Polecenie - W części fragmentu od słów "Mam mgliste wspomnienia" do słów "tak u siebie." zastąp "livecd" wyrazem "pendrive" i przepisz tę część w całości.

Fragment -

Czy masz zainstalowanego klaptopdaemon?

----------

## Nomen

 *lmmsci wrote:*   

> Czy masz zainstalowanego klaptopdaemon?

 

tak

----------

## SlashBeast

Ja odpaliłem chwilę temu KDE i nie posiadam tego deamona, wszystko działa. Ten sam model laptopa, jasność jest regulowana przez fn+f9 i f10.

----------

## Nomen

 *SlashBeast wrote:*   

> Ja odpaliłem chwilę temu KDE i nie posiadam tego deamona, wszystko działa. Ten sam model laptopa, jasność jest regulowana przez fn+f9 i f10.

 

Kurcze to miło  :Smile: 

Mam mgliste wspomnienia ,ze mi te klawisze przestaly dzialac po ktoryms przekompilowaniu jadra lub zabawa z suspend, ale moge sie mylic bo przeciez pod konsola dziala. 

Sprobuje jeszcze moze odpalic jakies livecd i przekopiowac xorg.cfg ,moze mam cos nie tak u siebie.

Ewentualnie jakbys mogl mi wyslac swoj .config z /usr/src/linux to bylbym wdzoeczny bo byc moze ma znaczenie w Power Managment co jest wkompilowane jako modul a co na stale i przez to moze sie krzaczy.

Dostarczone dane -
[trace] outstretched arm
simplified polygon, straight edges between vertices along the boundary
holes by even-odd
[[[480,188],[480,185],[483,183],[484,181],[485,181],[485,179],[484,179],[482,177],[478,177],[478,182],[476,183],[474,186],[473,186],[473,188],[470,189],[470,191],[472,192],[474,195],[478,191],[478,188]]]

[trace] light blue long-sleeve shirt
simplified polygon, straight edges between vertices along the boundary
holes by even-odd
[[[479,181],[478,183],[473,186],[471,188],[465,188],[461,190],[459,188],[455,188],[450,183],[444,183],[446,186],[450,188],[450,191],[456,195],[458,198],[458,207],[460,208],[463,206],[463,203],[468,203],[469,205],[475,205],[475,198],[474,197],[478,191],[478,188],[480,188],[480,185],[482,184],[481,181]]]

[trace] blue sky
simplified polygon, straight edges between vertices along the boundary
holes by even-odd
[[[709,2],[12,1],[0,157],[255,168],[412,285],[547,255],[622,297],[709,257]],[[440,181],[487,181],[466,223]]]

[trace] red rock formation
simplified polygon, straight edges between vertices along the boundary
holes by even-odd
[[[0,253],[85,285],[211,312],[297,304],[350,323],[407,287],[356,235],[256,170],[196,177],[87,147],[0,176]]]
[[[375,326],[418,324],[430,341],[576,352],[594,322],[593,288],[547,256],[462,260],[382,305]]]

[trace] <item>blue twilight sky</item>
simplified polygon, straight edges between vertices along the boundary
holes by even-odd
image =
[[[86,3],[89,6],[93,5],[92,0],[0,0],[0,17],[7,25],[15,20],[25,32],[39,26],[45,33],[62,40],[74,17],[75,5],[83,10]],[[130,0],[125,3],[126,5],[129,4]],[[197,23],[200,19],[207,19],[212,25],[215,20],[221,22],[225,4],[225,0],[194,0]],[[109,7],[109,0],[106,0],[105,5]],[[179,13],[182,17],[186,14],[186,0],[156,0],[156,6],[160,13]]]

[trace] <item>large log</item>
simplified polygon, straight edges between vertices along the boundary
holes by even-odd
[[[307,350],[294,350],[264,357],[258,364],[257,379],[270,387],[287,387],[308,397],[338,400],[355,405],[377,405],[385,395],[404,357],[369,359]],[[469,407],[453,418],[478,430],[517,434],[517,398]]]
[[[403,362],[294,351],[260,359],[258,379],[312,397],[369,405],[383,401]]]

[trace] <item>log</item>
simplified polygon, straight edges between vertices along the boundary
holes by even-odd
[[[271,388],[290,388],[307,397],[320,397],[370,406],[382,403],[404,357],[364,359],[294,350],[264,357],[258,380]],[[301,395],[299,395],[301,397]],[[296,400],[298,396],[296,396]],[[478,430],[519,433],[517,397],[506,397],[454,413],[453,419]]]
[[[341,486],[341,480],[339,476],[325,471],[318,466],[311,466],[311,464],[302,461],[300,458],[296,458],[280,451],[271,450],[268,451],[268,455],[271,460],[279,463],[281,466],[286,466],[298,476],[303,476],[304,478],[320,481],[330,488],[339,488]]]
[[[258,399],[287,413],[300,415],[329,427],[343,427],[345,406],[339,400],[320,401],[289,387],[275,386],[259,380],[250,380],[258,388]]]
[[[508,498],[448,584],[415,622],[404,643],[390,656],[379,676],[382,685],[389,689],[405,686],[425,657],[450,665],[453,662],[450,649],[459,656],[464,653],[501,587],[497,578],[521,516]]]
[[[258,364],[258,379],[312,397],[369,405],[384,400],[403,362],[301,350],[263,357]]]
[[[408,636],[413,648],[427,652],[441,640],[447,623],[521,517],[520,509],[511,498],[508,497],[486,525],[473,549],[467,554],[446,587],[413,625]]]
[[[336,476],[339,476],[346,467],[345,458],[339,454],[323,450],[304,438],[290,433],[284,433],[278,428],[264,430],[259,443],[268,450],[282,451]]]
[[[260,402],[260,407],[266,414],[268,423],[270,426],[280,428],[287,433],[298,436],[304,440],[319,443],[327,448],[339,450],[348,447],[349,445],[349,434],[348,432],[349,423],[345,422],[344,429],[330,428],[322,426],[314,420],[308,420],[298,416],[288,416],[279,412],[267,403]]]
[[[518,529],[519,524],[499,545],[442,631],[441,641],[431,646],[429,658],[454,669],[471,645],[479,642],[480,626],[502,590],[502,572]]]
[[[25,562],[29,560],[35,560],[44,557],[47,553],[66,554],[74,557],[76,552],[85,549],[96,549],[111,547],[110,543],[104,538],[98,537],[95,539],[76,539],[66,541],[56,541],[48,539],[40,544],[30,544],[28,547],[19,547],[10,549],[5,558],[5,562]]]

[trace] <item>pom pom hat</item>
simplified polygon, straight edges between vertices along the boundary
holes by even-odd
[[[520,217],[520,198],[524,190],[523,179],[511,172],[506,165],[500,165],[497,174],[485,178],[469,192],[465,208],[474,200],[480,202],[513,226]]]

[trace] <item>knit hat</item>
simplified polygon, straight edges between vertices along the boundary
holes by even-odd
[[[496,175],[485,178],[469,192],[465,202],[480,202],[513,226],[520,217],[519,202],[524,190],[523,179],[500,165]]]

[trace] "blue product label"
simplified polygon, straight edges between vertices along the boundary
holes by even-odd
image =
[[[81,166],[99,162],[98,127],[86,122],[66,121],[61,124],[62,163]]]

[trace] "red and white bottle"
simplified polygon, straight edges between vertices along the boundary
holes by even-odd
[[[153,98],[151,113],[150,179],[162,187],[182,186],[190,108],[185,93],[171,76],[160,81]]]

Odpowiedź -
Mam mgliste wspomnienia ,ze mi te klawisze przestaly dzialac po ktoryms przekompilowaniu jadra lub zabawa z suspend, ale moge sie mylic bo przeciez pod konsola dziala. 

Sprobuje jeszcze moze odpalic jakies pendrive i przekopiowac xorg.cfg ,moze mam cos nie tak u siebie.